▶ _TASK OBJECTIVE_:
Write the next part of the passage about similar patches across hyperspectral image bands, picking up after its last sentence.

▶ _SELECTION_:
___

In order to quantify the relationship between the distribution of non-locally similar patches and the degree of similarity between bands, we calculated the coordinates of the reference patches at the same location in each band and the upper left corner of the similar patches as shown in Table 1. There are three reference patches that are listed, (19,49) for the roof of the school, which is identical in the 30–60 band; (149,48) for the open space, which is identical in the 40, 60, 70, and 80 bands; and (150,208) for the road, which has some fluctuation in similarity due to the influence of pedestrians and vehicles on the reflectance at different times, but the overall location distribution does not vary much.
Based on the non-local correlation of HSI bands, this paper adopts the “overall non-local similarity patch” method of our paper [23] in the processing of HSI spatial domain correlation, in which the first band of each group is called the key band, a reference patch is identified, similar patches are found on the key band, and then the remaining patches in each band are stacked together to form the overall non-local similarity patch of the constructed reconstruction model. The patches in the same position are then stacked together to form an overall non-local similarity patch, which in turn forms the sparse regularization constraint for the reconstructed model, as described in Section 3.4.1.

___

Dataset rows
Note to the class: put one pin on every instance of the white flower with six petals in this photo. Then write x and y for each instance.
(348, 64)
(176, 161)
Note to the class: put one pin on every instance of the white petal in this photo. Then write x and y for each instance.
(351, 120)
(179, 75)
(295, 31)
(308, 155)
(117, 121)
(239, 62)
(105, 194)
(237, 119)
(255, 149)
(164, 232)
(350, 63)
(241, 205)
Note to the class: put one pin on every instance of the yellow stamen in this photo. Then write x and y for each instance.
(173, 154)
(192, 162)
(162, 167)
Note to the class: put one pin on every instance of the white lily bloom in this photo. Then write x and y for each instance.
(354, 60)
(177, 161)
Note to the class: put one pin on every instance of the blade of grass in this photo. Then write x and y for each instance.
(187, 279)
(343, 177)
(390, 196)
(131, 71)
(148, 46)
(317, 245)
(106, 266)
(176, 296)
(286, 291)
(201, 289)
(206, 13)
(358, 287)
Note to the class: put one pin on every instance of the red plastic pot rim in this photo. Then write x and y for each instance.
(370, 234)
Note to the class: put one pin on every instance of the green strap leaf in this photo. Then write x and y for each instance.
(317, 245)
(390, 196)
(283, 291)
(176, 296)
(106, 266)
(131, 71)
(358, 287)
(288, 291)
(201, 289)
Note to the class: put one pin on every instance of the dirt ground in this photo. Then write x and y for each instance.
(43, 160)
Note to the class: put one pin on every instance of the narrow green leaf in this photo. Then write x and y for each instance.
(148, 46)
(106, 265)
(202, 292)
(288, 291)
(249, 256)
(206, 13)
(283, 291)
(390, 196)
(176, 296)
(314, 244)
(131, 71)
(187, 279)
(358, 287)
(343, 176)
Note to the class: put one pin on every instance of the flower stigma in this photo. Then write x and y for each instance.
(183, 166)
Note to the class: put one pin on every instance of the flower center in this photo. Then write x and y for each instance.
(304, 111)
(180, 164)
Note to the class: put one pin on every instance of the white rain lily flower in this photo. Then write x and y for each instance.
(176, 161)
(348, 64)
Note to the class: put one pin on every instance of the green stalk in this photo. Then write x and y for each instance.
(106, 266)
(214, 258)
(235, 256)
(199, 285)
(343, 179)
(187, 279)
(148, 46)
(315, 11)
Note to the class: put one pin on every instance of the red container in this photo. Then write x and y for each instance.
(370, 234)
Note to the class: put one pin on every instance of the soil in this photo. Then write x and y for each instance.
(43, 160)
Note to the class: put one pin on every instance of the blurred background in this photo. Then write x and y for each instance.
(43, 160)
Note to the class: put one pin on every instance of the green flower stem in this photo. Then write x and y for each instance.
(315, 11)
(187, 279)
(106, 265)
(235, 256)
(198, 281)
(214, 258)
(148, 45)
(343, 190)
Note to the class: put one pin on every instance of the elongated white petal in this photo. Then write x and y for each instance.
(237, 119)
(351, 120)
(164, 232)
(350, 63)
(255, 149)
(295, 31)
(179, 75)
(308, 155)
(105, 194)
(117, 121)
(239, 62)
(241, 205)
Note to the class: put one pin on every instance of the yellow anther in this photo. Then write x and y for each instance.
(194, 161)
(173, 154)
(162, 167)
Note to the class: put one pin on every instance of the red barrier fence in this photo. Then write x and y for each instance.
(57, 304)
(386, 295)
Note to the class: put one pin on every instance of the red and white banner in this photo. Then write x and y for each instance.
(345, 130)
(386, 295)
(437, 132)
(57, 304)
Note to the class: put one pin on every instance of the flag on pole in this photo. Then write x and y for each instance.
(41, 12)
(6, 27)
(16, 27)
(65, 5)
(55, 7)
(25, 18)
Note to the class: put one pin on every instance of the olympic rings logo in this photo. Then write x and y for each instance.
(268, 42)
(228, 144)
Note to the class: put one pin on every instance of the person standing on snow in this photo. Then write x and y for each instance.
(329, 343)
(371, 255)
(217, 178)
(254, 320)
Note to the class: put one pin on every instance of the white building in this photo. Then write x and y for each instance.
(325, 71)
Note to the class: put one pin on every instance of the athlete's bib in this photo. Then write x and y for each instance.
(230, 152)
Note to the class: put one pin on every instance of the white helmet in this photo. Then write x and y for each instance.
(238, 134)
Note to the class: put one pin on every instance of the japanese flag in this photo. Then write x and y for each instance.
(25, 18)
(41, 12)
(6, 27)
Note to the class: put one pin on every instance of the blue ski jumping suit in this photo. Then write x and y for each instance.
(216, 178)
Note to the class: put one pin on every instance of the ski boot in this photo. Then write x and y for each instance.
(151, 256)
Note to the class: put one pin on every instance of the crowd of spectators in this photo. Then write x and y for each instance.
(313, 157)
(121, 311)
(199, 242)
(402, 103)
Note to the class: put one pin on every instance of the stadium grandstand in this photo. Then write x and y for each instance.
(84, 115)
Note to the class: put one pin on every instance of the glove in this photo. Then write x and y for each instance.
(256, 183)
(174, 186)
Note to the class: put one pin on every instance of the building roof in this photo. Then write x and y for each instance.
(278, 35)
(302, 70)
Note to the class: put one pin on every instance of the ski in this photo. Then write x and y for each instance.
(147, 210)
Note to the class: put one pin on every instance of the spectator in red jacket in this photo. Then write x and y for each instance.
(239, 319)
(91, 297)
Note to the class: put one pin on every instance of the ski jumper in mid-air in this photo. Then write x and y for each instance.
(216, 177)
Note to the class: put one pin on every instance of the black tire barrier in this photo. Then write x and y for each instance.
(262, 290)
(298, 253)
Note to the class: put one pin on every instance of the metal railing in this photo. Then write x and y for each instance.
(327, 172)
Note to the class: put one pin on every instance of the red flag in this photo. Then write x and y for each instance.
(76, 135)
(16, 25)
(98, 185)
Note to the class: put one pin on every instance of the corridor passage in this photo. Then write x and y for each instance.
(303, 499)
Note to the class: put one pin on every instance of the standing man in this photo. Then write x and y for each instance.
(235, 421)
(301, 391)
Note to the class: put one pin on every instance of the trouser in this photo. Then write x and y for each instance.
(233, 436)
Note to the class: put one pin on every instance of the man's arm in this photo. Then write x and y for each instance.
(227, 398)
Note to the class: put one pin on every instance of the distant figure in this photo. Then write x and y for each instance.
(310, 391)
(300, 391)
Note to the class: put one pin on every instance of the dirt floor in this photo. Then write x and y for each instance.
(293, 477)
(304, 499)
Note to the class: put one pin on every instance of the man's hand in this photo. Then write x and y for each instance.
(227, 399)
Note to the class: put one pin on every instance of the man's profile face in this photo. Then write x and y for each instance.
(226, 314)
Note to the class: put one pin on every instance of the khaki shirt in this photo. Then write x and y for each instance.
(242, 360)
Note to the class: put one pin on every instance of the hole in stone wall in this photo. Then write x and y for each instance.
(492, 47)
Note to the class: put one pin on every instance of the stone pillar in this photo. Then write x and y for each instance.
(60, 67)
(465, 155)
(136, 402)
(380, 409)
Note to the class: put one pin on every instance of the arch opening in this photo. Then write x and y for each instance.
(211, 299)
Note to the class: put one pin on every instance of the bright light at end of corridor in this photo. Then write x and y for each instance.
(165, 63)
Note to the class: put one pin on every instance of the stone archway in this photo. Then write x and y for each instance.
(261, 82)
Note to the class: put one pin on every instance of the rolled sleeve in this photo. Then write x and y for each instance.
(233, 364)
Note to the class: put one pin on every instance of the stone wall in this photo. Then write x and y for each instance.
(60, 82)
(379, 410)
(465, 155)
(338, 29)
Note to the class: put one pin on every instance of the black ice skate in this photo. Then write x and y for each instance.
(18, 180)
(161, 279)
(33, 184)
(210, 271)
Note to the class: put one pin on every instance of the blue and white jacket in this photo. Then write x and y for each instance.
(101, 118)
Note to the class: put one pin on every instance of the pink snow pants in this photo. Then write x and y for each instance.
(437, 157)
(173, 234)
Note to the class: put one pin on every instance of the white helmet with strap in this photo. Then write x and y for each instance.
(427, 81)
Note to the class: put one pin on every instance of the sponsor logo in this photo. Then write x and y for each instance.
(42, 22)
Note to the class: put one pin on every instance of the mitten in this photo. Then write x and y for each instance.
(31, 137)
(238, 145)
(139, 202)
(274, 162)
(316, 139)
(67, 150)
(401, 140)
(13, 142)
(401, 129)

___

▶ _RESPONSE FOR THIS EXERCISE_:
3. Methodology

In this paper, we propose a hyperspectral image reconstruction model (LRCoSM) with a joint spatial-spectral domain low-rank sparse representation to achieve high-quality sparse reconstruction of multi-band HSI at different sampling rates. The overall architecture of the model is shown in Figure 2. The model consists of four processes: first, the original dataset is combined with compressed sensing theory, and the original dataset is mapped to a low sampling rate sparse dimension to obtain the image feature representation; second is to find the local-nonlocal similar image patch feature information in the spatial domain as the spatial sparse constraint regular term; third is to construct the “joint spectral dimensional plane” based on the low-rank sparse representation of similar image patches by GMM to obtain the spectral domain feature information, and then form the spectral sparse constraint regular term; and fourth, the reconstructed image is obtained by iteratively solving the optimization problem with constraints and the compressed sensing inverse transform. In this section, the joint spectral dimensional surface is first defined, based on which a Gaussian mixture model low-rank clustering algorithm is proposed. Finally, the reconstructed image is obtained by combining the compressive sensing framework.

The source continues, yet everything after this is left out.